## Requirement
Starting with the line that has "Class: street lamp", retype each line down to the end of the entries below, without leaving any out or adding any.

## Material provided
* * * * * * * * *
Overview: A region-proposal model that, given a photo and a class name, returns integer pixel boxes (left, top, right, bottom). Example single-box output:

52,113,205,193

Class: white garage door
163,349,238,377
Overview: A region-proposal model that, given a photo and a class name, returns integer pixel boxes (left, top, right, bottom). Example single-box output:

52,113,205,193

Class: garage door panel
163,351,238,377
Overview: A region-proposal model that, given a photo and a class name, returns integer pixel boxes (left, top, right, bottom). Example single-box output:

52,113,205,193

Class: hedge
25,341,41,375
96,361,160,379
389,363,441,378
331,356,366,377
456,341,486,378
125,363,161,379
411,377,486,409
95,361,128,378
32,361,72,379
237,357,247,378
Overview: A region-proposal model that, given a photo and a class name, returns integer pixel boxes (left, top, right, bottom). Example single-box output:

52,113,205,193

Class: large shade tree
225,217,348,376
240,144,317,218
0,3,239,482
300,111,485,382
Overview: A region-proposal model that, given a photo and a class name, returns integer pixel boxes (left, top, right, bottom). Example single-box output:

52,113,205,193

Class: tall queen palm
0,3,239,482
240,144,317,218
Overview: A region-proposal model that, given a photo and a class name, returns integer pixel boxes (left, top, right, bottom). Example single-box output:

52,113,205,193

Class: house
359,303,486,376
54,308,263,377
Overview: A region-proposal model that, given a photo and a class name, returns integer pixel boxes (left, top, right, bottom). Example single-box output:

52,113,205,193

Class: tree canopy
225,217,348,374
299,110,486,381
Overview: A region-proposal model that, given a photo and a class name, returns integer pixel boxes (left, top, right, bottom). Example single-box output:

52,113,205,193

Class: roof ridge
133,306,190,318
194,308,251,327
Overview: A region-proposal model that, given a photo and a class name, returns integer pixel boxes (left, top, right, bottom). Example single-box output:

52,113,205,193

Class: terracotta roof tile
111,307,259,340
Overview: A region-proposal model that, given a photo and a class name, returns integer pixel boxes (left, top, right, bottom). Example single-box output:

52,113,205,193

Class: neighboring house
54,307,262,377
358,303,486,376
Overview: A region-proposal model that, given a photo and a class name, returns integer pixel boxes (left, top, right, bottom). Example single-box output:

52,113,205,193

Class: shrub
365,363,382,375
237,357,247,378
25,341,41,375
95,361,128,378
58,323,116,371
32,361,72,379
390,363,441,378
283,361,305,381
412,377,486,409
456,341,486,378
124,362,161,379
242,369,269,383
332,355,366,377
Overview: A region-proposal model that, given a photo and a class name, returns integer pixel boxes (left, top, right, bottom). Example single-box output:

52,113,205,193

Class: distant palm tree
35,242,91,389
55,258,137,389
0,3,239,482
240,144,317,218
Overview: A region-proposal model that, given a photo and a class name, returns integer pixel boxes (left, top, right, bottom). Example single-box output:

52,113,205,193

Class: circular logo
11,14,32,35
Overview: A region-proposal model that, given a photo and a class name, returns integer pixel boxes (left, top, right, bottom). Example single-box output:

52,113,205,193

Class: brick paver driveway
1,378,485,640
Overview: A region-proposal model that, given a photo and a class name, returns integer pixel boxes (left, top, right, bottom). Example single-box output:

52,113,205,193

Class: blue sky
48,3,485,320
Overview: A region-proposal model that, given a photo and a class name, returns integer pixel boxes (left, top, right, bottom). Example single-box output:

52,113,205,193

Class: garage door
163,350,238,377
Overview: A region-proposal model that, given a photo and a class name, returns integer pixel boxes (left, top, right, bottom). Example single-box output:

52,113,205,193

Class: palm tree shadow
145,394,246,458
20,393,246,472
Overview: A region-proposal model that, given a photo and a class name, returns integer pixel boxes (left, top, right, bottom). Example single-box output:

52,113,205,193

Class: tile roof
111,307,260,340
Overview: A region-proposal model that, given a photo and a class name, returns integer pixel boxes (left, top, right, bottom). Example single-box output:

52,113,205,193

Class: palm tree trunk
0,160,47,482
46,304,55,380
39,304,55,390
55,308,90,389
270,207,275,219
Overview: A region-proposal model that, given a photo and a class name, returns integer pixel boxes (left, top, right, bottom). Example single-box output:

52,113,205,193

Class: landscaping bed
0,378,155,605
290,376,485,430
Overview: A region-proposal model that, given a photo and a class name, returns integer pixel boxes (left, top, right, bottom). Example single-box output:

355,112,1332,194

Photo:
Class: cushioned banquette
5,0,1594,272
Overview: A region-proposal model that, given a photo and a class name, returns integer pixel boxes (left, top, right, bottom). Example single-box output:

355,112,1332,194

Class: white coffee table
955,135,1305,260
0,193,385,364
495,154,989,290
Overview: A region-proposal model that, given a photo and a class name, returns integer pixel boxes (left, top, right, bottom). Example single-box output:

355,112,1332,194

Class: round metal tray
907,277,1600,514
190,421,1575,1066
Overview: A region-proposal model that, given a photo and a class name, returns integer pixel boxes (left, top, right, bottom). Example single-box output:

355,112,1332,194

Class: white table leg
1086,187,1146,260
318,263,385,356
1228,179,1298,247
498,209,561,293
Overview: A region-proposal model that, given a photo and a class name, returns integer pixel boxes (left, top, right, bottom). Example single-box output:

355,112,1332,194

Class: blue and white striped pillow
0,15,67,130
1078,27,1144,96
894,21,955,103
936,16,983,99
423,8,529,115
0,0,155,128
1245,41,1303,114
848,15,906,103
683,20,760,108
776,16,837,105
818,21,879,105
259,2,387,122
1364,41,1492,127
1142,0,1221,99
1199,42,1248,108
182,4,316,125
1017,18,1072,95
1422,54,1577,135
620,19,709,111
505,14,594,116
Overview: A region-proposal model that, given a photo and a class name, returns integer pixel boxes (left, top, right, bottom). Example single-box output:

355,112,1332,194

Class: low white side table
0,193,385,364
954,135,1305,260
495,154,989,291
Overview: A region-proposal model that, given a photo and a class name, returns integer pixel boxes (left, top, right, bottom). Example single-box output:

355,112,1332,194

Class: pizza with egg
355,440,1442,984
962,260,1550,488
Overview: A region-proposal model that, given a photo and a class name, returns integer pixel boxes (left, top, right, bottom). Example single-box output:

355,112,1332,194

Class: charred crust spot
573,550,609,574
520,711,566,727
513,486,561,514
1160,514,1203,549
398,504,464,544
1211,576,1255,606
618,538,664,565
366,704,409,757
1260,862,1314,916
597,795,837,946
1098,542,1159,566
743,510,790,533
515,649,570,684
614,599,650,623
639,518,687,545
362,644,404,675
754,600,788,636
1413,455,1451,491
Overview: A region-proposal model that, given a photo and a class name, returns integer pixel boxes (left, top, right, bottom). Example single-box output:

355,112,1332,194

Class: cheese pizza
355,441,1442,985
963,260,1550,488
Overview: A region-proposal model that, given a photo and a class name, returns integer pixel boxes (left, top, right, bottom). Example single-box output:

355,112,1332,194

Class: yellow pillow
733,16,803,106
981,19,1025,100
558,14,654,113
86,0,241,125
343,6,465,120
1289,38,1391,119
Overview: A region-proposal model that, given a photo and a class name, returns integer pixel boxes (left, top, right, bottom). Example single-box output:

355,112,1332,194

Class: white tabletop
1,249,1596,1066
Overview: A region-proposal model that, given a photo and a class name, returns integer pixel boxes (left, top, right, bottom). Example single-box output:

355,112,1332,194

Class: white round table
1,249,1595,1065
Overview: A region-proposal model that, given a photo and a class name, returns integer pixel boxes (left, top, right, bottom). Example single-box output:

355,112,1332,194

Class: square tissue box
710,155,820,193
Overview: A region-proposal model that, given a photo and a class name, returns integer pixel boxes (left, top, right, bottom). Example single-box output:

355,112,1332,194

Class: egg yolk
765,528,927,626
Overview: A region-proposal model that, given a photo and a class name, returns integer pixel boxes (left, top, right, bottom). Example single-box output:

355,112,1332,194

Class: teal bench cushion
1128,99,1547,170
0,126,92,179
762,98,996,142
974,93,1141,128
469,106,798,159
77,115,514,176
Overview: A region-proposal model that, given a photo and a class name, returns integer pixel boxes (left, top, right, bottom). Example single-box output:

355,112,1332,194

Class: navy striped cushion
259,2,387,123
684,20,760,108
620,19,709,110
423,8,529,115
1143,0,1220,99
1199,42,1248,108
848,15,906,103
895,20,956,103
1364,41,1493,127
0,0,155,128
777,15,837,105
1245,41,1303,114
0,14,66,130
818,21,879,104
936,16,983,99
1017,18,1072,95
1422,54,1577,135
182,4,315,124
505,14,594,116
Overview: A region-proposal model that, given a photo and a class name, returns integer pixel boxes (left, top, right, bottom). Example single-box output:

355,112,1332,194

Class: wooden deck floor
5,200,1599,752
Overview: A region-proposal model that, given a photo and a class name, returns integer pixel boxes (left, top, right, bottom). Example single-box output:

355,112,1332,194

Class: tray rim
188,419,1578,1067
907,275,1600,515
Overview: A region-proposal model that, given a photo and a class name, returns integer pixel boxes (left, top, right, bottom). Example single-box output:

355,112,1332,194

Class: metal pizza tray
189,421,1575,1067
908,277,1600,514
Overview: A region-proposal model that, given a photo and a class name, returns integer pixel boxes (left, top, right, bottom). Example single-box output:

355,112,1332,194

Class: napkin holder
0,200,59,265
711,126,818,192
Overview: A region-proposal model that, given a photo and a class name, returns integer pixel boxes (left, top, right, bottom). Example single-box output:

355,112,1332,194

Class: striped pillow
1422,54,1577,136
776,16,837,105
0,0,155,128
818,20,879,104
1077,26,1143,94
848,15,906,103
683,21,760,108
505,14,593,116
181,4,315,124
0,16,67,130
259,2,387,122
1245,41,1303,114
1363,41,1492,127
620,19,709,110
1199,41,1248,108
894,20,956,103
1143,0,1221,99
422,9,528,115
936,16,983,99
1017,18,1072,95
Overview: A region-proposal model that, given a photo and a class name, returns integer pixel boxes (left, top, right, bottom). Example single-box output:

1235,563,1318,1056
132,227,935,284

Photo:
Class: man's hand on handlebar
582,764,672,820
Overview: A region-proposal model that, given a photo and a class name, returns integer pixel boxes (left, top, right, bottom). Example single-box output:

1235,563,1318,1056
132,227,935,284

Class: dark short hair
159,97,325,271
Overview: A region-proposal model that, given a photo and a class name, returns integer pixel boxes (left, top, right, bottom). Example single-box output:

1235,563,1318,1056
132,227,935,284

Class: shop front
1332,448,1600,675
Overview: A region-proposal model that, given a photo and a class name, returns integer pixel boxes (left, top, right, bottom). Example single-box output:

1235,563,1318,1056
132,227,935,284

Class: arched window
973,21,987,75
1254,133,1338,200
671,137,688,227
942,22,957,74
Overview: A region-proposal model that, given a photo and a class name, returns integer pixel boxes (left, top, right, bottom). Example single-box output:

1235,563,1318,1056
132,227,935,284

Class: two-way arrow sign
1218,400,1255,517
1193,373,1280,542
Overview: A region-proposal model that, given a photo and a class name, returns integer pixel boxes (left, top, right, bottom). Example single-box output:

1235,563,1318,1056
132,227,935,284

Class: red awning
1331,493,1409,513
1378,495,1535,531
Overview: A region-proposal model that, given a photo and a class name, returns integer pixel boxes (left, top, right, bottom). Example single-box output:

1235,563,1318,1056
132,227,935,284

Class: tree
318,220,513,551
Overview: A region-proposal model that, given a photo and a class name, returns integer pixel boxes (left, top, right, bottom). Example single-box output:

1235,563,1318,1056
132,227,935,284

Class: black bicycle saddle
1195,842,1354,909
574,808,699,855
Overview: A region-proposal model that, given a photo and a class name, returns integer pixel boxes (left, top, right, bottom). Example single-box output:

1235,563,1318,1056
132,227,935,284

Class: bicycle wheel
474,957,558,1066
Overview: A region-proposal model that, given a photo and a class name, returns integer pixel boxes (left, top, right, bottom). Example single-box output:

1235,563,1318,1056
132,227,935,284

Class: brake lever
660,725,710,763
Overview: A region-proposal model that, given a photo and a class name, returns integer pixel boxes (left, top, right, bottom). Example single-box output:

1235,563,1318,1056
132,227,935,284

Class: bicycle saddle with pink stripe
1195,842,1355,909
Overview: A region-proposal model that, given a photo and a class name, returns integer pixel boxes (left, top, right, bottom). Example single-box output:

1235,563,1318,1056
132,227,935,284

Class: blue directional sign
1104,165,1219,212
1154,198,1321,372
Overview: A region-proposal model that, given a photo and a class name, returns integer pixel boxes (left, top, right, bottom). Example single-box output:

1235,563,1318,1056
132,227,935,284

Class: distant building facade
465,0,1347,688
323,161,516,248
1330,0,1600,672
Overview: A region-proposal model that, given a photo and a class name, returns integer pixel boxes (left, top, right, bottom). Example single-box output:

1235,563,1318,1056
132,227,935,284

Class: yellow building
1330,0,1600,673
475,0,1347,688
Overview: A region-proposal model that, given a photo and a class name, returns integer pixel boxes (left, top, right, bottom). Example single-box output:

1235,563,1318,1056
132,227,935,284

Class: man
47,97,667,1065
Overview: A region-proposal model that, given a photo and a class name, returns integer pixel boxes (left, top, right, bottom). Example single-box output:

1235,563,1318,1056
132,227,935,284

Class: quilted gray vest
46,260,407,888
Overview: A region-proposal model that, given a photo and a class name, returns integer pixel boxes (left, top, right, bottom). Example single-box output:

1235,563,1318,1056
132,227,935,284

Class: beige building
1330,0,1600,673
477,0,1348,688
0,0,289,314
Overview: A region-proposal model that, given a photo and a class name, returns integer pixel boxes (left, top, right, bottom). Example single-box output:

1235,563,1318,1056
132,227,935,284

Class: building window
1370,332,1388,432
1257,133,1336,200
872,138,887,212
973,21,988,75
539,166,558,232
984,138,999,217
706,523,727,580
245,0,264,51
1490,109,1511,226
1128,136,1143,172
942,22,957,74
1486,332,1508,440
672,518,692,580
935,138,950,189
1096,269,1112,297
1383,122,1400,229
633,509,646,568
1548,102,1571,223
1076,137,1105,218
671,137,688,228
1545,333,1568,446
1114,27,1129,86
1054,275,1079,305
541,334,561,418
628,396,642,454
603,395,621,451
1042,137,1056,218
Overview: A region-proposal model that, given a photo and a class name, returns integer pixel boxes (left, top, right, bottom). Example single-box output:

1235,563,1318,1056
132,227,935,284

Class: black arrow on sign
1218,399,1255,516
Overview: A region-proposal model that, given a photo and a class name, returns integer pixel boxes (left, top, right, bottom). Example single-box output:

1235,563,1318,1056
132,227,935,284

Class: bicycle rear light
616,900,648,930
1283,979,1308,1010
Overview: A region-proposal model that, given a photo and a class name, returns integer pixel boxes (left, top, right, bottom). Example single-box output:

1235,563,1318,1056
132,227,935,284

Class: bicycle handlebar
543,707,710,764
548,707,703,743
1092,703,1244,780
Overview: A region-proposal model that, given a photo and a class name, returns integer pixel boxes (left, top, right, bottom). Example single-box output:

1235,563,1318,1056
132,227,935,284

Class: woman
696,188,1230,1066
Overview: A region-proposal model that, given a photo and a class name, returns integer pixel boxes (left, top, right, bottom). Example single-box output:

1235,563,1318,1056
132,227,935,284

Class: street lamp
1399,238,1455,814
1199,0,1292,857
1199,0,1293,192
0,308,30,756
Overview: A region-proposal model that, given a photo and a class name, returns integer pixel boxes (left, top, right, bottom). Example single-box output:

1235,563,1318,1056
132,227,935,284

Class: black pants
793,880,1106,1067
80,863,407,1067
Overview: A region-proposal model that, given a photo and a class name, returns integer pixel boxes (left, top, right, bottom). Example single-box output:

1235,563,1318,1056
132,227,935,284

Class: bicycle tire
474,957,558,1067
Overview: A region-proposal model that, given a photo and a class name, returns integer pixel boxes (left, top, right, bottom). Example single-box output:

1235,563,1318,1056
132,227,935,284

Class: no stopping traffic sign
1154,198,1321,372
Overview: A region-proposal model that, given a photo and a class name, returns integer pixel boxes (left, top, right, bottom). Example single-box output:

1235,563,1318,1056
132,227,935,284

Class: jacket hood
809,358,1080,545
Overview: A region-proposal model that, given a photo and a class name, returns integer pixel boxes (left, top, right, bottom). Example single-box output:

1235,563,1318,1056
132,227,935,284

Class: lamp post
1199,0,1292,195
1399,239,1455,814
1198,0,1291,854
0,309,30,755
* * * * * * * * *
## Output for this task
Class: street lamp
1399,238,1455,814
1199,0,1292,857
1199,0,1293,192
0,308,30,756
Overview: A region-proposal model that, given a photo and a class name, returns integer pixel boxes (left, top, right, bottom). Example single-box output:

1235,563,1318,1056
132,227,935,284

Class: black pants
793,880,1106,1067
80,863,407,1067
Overview: A region-proposal model that, given a photo and a class name, returns integer pixel boxes (left, top, right, bottom). Example single-box output:

1235,563,1318,1056
132,227,935,284

Class: bicycle tire
474,957,558,1067
Overview: A region-proposal model that, given a photo and a class name, returns integer pixel boxes (left, top, right, bottom). Example single-box output:

1235,563,1318,1056
132,227,935,284

Class: no stopping traffic sign
1154,198,1321,372
Overview: A region-proposal model that, given a photo and a class name, returns integer pixel boxes (left, top, right, bottom). Example single-box output:

1235,563,1318,1056
132,227,935,284

Class: jacket hood
809,358,1080,545
Overview: A region-proposal model that, given a photo and a class name, returns integer pixel boxes (left, top, right, bottom). Example single-box output:

1235,563,1318,1056
132,227,935,284

Class: lamp post
1199,0,1292,195
1399,239,1455,814
1198,0,1291,854
0,309,30,755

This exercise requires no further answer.